■ INSTRUCTIONS TO FOLLOW
Reproduce each record exactly.

╭─ INPUT DATA

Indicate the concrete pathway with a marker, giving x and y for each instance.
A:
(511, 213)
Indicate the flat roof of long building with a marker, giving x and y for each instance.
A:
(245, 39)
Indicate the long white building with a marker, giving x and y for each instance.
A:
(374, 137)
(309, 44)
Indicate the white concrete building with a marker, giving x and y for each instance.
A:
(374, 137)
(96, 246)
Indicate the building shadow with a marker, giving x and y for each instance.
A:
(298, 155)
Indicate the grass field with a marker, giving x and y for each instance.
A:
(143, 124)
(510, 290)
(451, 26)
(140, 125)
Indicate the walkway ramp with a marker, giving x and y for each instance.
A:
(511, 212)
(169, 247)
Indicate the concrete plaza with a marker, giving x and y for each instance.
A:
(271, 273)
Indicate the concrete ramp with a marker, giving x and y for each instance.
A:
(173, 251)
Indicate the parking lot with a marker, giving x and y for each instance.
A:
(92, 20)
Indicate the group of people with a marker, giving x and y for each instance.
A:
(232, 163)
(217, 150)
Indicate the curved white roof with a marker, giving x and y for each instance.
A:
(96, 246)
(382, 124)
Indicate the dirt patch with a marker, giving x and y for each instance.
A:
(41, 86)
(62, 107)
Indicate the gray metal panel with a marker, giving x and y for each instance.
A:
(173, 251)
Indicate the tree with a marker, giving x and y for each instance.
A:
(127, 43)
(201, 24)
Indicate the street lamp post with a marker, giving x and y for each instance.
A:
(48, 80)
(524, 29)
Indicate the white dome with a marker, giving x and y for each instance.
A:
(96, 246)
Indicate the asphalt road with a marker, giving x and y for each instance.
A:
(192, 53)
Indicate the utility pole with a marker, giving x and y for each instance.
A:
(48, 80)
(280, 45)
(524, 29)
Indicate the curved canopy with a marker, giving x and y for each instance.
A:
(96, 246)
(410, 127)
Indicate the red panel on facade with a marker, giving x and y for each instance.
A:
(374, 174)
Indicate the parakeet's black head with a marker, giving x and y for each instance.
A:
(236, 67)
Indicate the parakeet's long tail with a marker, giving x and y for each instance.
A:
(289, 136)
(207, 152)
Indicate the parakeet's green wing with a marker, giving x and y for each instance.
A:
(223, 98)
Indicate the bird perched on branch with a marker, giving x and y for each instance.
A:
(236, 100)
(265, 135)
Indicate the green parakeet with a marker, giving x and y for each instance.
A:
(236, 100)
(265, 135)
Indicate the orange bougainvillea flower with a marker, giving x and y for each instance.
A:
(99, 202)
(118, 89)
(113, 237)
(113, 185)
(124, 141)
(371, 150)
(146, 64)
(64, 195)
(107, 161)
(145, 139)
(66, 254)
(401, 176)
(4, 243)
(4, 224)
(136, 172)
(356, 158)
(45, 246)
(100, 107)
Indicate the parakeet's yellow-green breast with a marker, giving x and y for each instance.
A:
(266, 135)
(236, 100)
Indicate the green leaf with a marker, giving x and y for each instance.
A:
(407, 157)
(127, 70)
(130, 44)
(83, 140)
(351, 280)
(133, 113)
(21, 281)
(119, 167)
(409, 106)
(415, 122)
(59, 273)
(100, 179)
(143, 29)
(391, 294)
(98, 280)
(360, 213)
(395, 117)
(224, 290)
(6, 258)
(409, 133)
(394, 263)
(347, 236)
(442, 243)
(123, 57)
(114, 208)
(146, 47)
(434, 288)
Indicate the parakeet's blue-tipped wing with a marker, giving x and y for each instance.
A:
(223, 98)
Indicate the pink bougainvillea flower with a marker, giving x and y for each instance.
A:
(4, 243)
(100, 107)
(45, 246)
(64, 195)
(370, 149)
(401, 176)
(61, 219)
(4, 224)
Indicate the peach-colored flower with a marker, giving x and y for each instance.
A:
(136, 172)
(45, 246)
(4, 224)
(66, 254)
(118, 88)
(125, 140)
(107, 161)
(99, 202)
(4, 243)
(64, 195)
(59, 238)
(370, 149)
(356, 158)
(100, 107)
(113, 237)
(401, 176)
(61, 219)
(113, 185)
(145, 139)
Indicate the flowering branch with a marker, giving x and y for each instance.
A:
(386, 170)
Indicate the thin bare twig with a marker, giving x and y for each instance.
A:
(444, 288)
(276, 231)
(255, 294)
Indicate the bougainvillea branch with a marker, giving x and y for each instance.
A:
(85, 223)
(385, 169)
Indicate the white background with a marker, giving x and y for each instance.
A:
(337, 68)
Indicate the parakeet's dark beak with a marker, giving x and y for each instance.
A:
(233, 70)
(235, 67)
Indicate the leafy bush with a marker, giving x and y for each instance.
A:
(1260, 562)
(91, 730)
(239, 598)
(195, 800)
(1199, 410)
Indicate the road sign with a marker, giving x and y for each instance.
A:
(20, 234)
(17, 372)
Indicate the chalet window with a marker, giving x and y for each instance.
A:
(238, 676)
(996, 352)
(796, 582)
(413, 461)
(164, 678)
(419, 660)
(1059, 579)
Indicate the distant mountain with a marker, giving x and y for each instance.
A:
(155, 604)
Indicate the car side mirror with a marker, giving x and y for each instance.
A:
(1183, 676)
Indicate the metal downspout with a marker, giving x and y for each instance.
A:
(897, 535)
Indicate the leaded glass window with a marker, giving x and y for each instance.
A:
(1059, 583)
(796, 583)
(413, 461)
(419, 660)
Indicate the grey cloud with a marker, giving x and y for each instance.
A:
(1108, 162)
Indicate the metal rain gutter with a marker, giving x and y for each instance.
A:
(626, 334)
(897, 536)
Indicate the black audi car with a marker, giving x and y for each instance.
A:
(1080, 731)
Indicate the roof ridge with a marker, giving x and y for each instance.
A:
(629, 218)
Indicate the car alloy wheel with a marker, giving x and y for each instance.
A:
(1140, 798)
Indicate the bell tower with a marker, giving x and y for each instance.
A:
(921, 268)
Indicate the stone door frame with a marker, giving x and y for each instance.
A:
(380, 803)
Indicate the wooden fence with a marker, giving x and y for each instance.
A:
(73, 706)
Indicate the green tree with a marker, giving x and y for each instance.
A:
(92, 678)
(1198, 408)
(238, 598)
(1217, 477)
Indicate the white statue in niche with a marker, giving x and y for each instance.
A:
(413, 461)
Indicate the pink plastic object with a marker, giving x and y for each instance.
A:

╰─

■ OUTPUT FOR THIS EXERCISE
Indicate the concrete pathway with a marker, giving x and y for each instance.
A:
(511, 213)
Indicate the flat roof of long building with a marker, giving x and y for each instance.
A:
(245, 39)
Indicate the long white building with a marker, giving x and y for each instance.
A:
(374, 137)
(309, 44)
Indicate the white concrete building with a marker, giving x and y for each instance.
A:
(374, 137)
(96, 246)
Indicate the building shadow with a marker, giving x and y for each instance.
A:
(298, 155)
Indicate the grass field with a marker, giving x and y for each instance.
A:
(143, 124)
(510, 290)
(451, 26)
(140, 125)
Indicate the walkway ramp with a marker, giving x and y for each instance.
A:
(511, 212)
(169, 247)
Indicate the concrete plaza with a marker, giving x and y for each instance.
A:
(271, 273)
Indicate the concrete ramp with a marker, giving x and y for each instance.
A:
(173, 251)
Indicate the parking lot with a marker, giving x and y for each instance.
A:
(92, 20)
Indicate the group of people with a marker, giving x and y for each instance.
A:
(232, 163)
(217, 150)
Indicate the curved white roof with a marker, giving x and y for each instance.
A:
(96, 246)
(382, 124)
Indicate the dirt patch with a marker, giving x and y for each instance.
A:
(41, 86)
(62, 107)
Indicate the gray metal panel with a marker, giving x and y for each instance.
A:
(173, 251)
Indicate the tree with a marker, giving x and y for each instance.
A:
(127, 43)
(201, 24)
Indicate the street lamp post with a marker, giving x and y for each instance.
A:
(48, 80)
(524, 29)
Indicate the white dome with a marker, giving x and y for each instance.
A:
(96, 246)
Indicate the asphalt road with a marker, giving x and y for each instance.
A:
(192, 53)
Indicate the utility pole with a marker, giving x and y for each instance.
A:
(48, 80)
(280, 45)
(524, 29)
Indicate the curved canopy with a marker, giving x and y for each instance.
A:
(96, 246)
(410, 127)
Indicate the red panel on facade with a marker, giving x and y for each instance.
A:
(374, 174)
Indicate the parakeet's black head with a marker, giving x and y for each instance.
A:
(236, 67)
Indicate the parakeet's long tail with a marker, giving x and y for each instance.
A:
(289, 136)
(207, 152)
Indicate the parakeet's green wing with a marker, giving x and y for each instance.
A:
(223, 98)
Indicate the bird perched on branch with a marker, giving x and y for each instance.
A:
(236, 100)
(265, 135)
Indicate the green parakeet with a marker, giving x and y for each instance.
A:
(236, 100)
(265, 135)
Indicate the orange bougainvillea flower with a marker, giving x and y for each instance.
A:
(99, 202)
(118, 89)
(113, 237)
(113, 185)
(124, 141)
(371, 150)
(146, 64)
(64, 195)
(107, 161)
(145, 139)
(66, 254)
(401, 176)
(4, 243)
(4, 224)
(136, 172)
(356, 158)
(45, 246)
(100, 107)
Indicate the parakeet's yellow-green breast with a marker, giving x and y for each instance.
A:
(266, 135)
(236, 100)
Indicate the green leaf with a marker, giving x and y for each instance.
A:
(407, 157)
(127, 70)
(130, 44)
(83, 140)
(351, 280)
(133, 113)
(21, 281)
(119, 167)
(409, 106)
(415, 122)
(59, 273)
(100, 179)
(143, 29)
(391, 294)
(98, 280)
(360, 213)
(395, 117)
(224, 290)
(6, 258)
(409, 133)
(394, 263)
(347, 236)
(442, 243)
(123, 57)
(114, 208)
(146, 47)
(434, 288)
Indicate the parakeet's blue-tipped wing with a marker, giving x and y for each instance.
A:
(223, 98)
Indicate the pink bougainvillea flower with a marker, giving x and y for each instance.
A:
(4, 243)
(100, 107)
(45, 246)
(64, 195)
(370, 149)
(401, 176)
(61, 219)
(4, 224)
Indicate the peach-colored flower with a marker, giving x and y for each instance.
A:
(136, 172)
(45, 246)
(4, 224)
(66, 254)
(118, 88)
(125, 140)
(107, 161)
(99, 202)
(4, 243)
(64, 195)
(59, 238)
(370, 149)
(356, 158)
(100, 107)
(113, 237)
(401, 176)
(61, 219)
(113, 185)
(145, 139)
Indicate the flowering branch with a marker, giving x and y for each instance.
A:
(386, 170)
Indicate the thin bare twig with a marker, giving x and y for each instance.
A:
(444, 288)
(276, 231)
(255, 294)
Indicate the bougainvillea branch with a marker, giving x and y for each instance.
A:
(85, 223)
(385, 169)
Indicate the white background with a marker, giving x and y for each instance.
A:
(337, 68)
Indicate the parakeet's dark beak with a marker, giving x and y for each instance.
A:
(233, 70)
(235, 67)
Indicate the leafy bush with a marker, giving x and y for each instance.
A:
(1260, 562)
(91, 730)
(239, 598)
(195, 800)
(1199, 410)
Indicate the road sign with a marker, giving x and y for each instance.
A:
(20, 234)
(17, 372)
Indicate the chalet window with a marker, giving x and y for each instance.
A:
(238, 676)
(996, 352)
(796, 582)
(413, 461)
(164, 678)
(419, 660)
(1059, 579)
Indicate the distant mountain with a marker, giving x and y for each instance.
A:
(155, 604)
Indicate the car side mirror with a marker, giving x and y for each instance.
A:
(1183, 676)
Indicate the metal downspout with a marker, giving x and y for each instance.
A:
(897, 535)
Indicate the leaded glass window with a marker, giving x and y for each instance.
A:
(1059, 583)
(796, 583)
(413, 461)
(419, 660)
Indicate the grey cloud with a marker, giving x and y for each instance.
A:
(1108, 162)
Indicate the metal rain gutter with a marker, giving x and y for each instance.
A:
(626, 334)
(897, 536)
Indicate the black audi car with a marker, giving x and y for each instance.
A:
(1080, 731)
Indicate the roof ridge with a marker, giving x and y for each instance.
A:
(629, 218)
Indicate the car alloy wheel with a marker, giving x and y for each instance.
A:
(1140, 798)
Indicate the bell tower with a marker, giving x and y for each instance.
A:
(921, 268)
Indicate the stone door frame with a marker, giving x and y for each instance.
A:
(380, 803)
Indicate the wooden fence with a marker, giving x and y for each instance.
A:
(73, 706)
Indicate the green tree with a marker, giving x and y for each instance.
A:
(92, 678)
(1198, 408)
(238, 598)
(1217, 477)
Indicate the white statue in niche with a marker, giving x and y for each instance.
A:
(413, 461)
Indicate the pink plastic object with a marker, giving x and y for each instance.
A:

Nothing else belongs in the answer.